(Data extracted from a collection)

---

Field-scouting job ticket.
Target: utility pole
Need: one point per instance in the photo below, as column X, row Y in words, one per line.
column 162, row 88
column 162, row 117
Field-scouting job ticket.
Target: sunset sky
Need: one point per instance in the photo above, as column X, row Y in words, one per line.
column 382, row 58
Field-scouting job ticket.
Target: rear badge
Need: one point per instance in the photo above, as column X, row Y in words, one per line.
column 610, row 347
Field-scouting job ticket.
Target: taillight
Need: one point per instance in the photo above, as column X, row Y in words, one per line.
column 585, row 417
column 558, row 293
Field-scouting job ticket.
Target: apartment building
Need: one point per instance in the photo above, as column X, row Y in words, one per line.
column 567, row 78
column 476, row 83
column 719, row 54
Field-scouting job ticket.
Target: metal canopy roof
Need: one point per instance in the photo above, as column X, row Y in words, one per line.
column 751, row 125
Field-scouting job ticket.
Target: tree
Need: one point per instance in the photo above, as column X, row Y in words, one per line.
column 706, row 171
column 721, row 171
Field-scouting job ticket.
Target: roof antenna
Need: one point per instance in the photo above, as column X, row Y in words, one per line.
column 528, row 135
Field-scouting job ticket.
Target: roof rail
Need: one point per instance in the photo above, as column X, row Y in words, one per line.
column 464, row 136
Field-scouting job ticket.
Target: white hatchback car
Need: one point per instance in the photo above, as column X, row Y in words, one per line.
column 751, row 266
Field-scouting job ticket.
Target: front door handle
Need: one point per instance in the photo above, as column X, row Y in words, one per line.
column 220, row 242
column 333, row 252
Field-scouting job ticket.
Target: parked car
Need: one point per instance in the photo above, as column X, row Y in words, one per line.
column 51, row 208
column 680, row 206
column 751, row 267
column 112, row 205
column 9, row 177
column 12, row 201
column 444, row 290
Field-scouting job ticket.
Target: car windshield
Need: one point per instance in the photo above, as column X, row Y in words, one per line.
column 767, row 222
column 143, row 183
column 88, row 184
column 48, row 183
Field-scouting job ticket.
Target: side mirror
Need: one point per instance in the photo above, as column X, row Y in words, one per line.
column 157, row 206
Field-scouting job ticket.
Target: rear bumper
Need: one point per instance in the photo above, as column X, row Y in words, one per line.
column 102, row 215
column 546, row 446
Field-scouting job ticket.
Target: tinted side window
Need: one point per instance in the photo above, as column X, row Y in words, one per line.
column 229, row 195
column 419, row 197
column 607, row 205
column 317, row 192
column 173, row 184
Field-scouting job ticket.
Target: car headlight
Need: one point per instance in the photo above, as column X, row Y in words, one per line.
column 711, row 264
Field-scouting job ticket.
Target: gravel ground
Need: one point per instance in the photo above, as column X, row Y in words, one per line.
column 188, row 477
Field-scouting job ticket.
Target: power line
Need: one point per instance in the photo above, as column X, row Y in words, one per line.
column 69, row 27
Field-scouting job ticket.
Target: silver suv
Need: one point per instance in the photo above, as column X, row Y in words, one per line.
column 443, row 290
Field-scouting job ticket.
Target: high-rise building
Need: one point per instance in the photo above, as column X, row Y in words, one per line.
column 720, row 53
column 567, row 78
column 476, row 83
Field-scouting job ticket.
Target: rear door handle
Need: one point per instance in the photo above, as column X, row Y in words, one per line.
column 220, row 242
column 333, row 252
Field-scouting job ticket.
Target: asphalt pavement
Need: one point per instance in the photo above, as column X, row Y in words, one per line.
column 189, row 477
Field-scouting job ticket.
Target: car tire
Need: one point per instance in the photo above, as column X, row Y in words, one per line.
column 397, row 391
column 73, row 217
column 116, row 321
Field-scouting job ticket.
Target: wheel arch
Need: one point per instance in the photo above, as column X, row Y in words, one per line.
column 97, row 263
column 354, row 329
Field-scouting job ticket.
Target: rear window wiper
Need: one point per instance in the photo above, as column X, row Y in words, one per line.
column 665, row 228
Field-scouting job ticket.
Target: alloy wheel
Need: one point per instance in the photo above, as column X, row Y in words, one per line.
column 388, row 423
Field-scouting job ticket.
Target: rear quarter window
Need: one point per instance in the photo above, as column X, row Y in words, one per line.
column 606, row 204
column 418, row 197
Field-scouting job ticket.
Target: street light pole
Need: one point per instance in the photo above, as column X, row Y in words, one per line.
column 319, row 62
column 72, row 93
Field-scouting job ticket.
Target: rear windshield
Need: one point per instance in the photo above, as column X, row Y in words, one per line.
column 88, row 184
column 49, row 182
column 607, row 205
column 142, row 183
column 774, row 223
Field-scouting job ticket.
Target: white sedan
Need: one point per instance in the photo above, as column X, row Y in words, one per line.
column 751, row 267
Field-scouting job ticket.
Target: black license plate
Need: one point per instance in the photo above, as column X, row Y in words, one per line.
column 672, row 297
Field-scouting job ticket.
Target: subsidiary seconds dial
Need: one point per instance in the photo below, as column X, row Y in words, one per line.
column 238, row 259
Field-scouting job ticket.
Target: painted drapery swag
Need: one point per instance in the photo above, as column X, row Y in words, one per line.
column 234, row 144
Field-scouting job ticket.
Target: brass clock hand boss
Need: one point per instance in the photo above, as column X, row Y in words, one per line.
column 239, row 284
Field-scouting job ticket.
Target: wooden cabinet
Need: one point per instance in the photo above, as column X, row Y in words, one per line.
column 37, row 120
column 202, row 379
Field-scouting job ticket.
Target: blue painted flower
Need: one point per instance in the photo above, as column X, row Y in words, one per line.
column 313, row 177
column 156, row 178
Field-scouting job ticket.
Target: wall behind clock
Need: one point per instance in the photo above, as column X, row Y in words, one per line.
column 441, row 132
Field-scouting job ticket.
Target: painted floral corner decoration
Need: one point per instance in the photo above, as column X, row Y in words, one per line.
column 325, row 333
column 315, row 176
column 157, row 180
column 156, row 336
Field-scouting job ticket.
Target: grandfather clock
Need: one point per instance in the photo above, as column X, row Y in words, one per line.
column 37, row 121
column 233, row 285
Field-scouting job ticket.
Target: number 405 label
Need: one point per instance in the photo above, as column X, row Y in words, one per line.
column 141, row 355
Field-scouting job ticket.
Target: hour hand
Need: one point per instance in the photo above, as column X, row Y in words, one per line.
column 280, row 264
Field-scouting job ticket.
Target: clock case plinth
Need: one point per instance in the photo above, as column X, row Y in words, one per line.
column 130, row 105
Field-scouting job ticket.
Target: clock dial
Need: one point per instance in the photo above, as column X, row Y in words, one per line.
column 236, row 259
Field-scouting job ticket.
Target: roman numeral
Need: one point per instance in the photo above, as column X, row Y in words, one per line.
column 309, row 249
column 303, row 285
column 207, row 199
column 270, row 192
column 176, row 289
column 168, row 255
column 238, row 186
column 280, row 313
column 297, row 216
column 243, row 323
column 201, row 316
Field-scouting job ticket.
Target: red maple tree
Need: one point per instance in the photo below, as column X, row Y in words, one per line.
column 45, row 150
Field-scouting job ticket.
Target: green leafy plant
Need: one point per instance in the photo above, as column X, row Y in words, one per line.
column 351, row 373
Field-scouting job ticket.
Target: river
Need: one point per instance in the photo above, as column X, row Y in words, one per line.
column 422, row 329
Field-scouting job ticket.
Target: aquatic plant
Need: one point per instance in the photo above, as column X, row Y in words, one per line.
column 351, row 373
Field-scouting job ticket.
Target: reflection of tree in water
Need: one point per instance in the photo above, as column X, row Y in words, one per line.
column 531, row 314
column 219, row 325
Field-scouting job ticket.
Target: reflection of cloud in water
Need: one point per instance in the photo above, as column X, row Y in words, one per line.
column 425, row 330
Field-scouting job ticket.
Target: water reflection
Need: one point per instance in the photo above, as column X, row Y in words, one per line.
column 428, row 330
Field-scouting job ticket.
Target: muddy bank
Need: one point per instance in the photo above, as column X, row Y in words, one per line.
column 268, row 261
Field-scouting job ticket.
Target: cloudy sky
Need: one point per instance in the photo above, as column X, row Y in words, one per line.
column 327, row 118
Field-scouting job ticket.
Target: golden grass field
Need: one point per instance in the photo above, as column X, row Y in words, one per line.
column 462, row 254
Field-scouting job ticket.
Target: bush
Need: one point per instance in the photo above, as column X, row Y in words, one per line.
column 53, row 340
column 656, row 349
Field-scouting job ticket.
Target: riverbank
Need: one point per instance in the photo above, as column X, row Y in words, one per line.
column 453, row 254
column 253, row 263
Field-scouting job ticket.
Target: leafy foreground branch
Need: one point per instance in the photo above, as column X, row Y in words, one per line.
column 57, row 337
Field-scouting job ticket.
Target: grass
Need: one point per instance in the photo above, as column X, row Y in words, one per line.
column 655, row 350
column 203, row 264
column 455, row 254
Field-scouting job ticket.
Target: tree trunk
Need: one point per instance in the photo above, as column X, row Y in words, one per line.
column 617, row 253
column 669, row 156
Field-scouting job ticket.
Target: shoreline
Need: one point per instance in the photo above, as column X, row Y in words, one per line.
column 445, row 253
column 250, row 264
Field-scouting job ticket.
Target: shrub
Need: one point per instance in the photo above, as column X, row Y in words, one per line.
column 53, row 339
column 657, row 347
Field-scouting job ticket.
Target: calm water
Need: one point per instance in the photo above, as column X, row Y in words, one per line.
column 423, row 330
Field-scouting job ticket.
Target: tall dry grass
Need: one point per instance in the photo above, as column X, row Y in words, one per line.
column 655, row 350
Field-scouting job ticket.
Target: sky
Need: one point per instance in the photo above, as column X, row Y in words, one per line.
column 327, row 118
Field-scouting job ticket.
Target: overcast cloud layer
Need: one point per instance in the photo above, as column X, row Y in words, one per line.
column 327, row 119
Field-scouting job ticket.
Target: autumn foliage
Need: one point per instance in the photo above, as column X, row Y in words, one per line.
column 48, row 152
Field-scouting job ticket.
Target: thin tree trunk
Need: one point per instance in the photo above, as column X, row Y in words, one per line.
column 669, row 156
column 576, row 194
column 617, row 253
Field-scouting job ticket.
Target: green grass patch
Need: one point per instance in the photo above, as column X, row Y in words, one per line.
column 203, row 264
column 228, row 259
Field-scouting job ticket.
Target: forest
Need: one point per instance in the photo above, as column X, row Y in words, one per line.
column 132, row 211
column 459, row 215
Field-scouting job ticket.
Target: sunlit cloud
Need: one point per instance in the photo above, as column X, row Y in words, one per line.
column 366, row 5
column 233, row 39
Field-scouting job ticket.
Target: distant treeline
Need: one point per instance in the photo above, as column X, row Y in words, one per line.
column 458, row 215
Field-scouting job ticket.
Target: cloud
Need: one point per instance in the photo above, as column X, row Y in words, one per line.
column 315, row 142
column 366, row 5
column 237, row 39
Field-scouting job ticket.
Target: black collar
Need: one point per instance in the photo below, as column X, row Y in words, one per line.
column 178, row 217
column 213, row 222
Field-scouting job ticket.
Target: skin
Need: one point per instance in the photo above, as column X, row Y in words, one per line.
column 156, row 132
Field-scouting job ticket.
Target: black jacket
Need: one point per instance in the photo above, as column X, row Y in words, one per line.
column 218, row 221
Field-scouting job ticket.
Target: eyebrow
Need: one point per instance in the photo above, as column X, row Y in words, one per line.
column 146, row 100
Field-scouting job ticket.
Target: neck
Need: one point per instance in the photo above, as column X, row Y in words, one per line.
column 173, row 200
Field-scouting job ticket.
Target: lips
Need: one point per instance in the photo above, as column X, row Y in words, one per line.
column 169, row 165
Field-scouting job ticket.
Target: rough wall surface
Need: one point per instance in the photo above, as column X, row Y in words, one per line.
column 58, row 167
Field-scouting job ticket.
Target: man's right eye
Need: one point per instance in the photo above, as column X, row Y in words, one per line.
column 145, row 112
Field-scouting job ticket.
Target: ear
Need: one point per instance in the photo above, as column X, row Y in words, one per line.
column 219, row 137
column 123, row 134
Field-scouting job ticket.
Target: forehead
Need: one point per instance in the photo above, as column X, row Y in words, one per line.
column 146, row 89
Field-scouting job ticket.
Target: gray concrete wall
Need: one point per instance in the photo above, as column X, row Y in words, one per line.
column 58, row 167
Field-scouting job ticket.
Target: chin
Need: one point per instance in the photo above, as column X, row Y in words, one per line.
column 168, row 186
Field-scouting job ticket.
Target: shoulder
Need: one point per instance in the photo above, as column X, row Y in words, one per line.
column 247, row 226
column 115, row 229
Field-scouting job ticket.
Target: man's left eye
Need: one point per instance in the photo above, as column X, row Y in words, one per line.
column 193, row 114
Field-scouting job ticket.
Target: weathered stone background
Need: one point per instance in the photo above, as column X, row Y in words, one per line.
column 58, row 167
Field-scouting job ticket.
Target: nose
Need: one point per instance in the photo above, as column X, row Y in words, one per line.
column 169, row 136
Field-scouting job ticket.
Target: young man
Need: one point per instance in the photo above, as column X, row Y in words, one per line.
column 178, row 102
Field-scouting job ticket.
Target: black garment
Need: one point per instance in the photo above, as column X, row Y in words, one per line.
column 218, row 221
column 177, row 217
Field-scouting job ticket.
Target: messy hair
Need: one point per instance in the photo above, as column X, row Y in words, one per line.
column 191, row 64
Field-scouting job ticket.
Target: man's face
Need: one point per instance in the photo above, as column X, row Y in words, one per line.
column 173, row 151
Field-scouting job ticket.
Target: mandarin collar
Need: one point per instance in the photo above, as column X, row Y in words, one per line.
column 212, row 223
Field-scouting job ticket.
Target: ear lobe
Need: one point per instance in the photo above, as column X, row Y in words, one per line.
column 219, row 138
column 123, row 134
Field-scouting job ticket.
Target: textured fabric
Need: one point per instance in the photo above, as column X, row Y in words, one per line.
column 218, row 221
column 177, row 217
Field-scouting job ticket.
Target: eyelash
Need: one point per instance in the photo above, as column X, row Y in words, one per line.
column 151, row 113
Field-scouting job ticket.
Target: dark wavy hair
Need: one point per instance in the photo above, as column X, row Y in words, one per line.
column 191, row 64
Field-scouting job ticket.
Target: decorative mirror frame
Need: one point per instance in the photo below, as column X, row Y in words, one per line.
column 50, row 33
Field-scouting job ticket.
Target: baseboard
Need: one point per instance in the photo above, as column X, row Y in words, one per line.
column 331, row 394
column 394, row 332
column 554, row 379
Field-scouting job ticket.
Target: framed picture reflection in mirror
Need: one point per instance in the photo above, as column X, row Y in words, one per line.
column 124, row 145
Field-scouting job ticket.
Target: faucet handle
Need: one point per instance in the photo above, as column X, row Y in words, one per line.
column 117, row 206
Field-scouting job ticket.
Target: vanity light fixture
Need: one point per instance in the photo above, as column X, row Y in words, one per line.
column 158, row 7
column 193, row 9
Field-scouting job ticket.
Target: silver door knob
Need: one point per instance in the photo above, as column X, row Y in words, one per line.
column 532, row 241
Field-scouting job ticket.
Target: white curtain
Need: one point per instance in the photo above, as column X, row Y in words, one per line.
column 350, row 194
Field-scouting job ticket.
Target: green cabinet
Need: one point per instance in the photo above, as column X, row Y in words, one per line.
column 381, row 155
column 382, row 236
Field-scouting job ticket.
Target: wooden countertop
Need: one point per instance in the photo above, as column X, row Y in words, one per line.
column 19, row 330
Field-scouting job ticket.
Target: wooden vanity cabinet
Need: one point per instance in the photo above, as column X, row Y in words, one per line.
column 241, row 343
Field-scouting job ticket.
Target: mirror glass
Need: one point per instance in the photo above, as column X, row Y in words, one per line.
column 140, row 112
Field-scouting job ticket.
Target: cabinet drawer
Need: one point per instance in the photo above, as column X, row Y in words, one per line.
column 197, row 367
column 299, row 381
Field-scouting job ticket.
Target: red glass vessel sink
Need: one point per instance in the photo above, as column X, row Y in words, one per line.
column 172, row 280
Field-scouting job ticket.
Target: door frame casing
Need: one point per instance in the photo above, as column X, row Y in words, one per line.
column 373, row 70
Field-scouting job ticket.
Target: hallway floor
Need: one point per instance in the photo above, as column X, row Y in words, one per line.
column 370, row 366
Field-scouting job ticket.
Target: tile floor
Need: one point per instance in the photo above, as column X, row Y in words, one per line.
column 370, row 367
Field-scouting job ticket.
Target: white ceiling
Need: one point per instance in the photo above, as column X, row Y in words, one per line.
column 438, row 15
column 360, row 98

---

When the word "vanity" shows up in a line of the entries, report that line.

Target: vanity light fixture
Target: wooden vanity cabinet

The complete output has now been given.